Problem to solve:
Word for word, reproduce the records, keeping none of the pictures.

--- Exercise data Enclosed Below ---

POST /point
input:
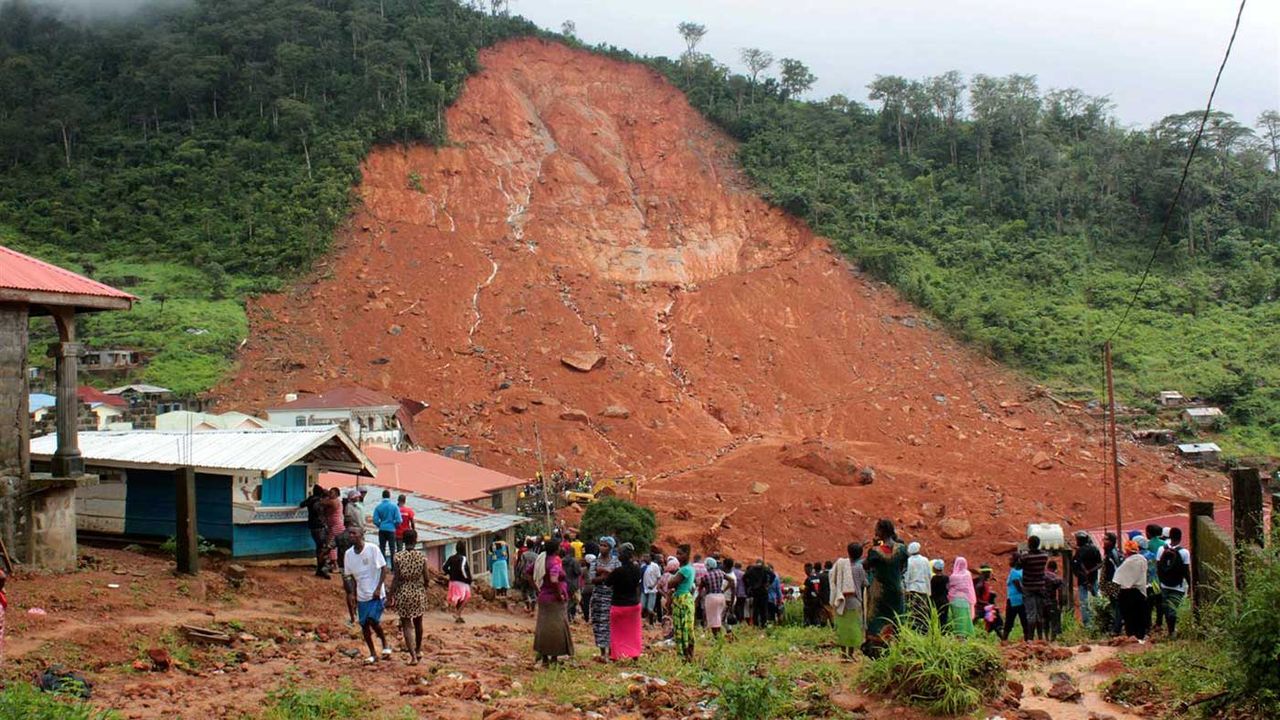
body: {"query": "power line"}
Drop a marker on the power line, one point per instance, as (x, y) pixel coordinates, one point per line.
(1182, 182)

--- End of Enclosed Exercise data ---

Finished task:
POST /point
input:
body: {"query": "power line"}
Drop a marker on the power line, one point per instance, as (x, y) pixel coordinates, one point per line.
(1182, 182)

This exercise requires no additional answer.